## WORK TO COMPLETE
Pull out each line of the items below that contains the word "arched", and treat uppercase and lowercase as different.

## SUPPLIED MATERIAL
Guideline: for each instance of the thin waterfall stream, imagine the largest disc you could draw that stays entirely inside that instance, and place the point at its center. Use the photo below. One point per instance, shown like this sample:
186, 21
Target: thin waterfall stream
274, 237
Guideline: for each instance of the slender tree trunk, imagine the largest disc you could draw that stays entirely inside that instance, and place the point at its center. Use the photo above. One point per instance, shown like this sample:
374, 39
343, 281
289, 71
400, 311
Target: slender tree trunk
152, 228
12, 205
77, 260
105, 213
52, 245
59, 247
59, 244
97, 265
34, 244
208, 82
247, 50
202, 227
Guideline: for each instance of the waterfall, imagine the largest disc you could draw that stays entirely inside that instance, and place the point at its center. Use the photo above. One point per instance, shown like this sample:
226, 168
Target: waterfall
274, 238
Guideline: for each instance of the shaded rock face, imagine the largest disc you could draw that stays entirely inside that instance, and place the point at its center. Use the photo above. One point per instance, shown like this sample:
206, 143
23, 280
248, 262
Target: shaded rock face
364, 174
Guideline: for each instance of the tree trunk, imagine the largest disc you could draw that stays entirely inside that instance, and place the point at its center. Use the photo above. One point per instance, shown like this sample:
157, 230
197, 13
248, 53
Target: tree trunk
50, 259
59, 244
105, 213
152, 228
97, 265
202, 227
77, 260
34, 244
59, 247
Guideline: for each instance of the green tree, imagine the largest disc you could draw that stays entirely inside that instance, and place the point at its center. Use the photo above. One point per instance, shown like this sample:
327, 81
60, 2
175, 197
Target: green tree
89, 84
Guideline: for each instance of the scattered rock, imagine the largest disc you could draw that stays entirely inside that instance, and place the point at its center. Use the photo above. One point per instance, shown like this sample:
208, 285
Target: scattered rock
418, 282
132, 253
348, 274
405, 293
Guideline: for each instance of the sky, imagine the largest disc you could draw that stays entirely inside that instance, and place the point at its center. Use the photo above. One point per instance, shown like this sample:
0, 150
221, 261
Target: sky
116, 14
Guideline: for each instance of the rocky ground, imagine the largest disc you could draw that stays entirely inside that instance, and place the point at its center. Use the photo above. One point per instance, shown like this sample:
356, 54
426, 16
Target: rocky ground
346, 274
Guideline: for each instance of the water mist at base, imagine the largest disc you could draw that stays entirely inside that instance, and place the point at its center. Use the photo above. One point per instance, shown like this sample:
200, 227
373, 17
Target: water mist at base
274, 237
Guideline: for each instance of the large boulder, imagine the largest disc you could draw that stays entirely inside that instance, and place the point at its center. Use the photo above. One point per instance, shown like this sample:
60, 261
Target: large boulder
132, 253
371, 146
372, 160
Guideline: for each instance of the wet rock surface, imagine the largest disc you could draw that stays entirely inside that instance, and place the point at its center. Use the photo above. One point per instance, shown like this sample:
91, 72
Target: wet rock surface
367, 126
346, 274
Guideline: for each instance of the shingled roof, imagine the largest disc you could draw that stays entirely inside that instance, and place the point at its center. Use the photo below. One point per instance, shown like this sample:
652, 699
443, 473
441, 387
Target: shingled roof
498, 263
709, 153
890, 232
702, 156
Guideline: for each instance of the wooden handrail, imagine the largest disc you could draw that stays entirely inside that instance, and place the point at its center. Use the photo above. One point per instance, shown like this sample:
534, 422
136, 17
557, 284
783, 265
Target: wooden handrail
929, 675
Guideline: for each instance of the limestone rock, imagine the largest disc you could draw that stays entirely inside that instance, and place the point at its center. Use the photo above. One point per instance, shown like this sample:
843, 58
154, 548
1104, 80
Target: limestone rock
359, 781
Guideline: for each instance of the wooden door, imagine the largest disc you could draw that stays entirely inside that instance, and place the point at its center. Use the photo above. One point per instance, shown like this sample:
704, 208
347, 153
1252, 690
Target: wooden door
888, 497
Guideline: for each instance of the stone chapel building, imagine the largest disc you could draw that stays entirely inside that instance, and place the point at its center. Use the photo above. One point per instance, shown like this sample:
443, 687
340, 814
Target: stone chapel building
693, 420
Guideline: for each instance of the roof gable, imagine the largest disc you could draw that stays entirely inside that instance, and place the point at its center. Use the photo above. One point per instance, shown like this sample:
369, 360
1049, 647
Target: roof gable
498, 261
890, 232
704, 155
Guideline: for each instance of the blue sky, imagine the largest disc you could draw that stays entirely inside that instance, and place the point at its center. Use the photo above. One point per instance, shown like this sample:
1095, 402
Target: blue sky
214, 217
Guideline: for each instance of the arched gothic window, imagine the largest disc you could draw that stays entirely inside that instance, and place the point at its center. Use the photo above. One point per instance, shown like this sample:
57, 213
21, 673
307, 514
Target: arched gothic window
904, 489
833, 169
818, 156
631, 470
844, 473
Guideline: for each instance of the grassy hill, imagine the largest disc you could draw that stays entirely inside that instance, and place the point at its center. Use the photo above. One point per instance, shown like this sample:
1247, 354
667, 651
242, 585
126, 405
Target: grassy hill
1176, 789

* * *

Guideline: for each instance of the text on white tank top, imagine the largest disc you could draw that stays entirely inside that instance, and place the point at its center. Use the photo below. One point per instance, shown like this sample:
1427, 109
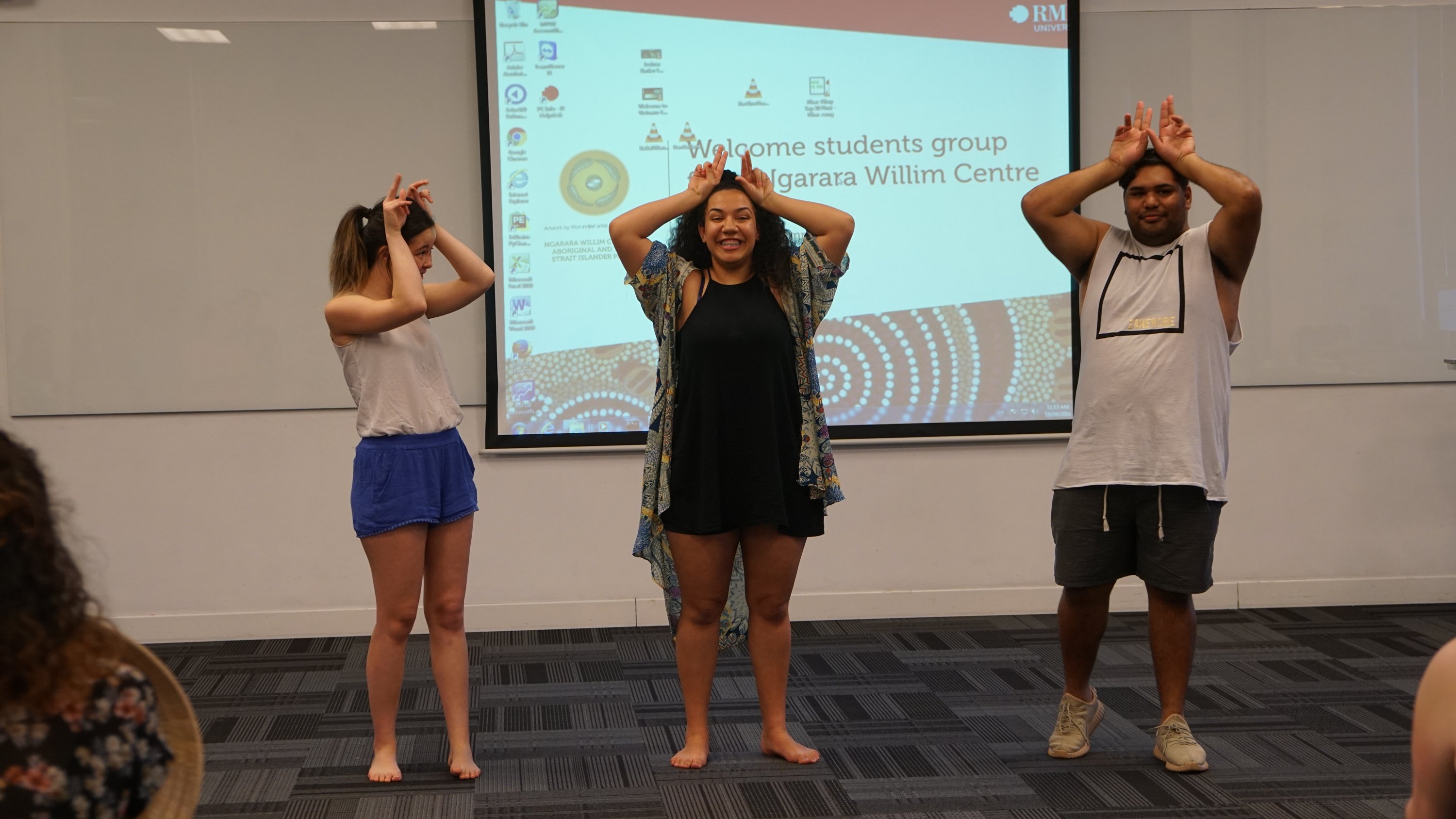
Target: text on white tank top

--

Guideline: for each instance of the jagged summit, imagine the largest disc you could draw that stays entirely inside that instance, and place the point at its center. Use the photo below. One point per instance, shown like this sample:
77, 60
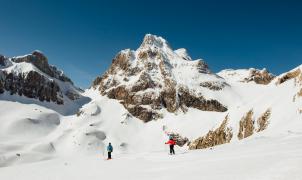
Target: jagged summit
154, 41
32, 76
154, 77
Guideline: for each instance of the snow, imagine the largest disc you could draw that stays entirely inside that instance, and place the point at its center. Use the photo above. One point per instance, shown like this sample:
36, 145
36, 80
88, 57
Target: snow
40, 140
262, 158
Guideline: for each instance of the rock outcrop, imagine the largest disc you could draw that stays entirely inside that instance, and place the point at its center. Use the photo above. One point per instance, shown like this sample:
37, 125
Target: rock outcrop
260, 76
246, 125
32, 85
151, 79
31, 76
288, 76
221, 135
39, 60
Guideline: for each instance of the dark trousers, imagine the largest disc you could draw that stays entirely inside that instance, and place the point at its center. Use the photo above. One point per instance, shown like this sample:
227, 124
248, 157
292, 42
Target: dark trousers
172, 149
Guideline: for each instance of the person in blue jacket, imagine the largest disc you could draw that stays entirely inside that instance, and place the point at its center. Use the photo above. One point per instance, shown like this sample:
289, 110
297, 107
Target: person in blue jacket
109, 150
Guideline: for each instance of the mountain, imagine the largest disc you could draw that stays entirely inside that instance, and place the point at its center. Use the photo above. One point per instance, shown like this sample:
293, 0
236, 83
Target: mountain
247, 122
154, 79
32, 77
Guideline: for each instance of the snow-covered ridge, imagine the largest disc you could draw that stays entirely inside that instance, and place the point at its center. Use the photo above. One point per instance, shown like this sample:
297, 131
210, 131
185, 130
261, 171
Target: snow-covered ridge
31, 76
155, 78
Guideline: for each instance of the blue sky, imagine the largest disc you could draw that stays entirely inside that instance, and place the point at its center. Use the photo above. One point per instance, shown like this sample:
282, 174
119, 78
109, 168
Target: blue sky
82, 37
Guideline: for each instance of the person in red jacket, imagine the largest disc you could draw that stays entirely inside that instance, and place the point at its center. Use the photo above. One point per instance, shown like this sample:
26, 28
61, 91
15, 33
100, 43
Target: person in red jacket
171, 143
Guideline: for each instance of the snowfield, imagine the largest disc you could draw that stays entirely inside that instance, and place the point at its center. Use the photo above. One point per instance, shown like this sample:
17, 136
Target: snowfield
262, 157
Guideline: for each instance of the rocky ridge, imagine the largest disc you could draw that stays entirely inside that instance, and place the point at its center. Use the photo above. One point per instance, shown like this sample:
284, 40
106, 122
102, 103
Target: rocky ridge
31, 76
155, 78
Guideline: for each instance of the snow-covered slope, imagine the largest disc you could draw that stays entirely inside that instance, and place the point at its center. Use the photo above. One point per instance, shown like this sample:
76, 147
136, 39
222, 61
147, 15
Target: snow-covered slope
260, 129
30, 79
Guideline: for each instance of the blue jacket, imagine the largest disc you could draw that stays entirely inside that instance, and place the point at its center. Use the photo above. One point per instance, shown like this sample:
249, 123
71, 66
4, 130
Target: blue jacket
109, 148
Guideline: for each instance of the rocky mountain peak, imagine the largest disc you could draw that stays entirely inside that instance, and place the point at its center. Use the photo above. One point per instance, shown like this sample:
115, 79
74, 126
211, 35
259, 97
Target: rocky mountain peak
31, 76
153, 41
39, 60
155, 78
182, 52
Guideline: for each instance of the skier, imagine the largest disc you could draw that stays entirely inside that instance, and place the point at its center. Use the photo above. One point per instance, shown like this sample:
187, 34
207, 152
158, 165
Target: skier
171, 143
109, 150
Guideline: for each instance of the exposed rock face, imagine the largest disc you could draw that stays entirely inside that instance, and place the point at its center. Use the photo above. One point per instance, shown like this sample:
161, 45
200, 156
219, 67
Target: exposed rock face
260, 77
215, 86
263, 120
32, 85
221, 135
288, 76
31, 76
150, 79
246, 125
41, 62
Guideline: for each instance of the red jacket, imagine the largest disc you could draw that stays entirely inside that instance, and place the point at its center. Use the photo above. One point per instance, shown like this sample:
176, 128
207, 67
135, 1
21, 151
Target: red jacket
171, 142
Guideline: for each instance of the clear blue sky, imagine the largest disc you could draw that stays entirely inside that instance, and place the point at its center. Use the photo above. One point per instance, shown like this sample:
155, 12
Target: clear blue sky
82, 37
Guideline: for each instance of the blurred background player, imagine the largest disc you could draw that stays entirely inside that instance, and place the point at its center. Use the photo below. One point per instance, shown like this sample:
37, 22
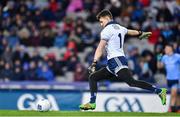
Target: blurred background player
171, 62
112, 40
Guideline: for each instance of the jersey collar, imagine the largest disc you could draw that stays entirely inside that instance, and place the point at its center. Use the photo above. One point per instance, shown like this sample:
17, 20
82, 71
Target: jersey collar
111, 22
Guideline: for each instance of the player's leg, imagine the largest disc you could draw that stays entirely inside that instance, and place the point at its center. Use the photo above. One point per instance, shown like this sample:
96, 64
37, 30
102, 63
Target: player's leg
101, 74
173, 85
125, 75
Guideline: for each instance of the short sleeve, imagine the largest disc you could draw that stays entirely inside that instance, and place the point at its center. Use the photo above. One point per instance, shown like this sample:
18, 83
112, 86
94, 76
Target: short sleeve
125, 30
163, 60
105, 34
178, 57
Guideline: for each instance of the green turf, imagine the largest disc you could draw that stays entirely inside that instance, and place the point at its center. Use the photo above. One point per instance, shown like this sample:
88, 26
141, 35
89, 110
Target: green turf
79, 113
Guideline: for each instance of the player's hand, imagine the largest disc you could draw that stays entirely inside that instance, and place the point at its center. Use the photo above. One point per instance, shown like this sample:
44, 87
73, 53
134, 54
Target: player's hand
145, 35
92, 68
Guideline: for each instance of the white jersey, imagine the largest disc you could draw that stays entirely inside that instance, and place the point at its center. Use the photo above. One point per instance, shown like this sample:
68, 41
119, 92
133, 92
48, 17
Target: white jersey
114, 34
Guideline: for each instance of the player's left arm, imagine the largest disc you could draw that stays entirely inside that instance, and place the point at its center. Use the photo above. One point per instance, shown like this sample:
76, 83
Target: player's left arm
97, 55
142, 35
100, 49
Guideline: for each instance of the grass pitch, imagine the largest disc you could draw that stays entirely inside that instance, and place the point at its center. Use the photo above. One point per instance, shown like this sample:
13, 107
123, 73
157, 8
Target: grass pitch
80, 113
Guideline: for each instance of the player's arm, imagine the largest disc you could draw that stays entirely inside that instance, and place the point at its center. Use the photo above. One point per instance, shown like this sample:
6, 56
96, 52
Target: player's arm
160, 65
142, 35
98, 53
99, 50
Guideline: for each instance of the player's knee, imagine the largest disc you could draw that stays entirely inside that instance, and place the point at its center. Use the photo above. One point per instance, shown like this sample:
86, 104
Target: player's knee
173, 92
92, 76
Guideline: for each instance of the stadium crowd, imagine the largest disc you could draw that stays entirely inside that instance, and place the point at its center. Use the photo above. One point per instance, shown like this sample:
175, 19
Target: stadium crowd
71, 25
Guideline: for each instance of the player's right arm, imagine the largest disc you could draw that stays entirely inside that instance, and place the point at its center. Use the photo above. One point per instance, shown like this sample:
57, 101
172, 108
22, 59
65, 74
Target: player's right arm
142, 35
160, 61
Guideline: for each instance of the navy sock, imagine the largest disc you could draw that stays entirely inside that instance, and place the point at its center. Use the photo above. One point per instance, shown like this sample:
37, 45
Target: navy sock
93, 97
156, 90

## THE ANSWER
Guideline: for each instance of the arched gothic window, imagine the largest disc you could draw that stays entirely inside that instance, and place the point at its center. Use the photo above. One point per instance, shown like this sample:
Target: arched gothic window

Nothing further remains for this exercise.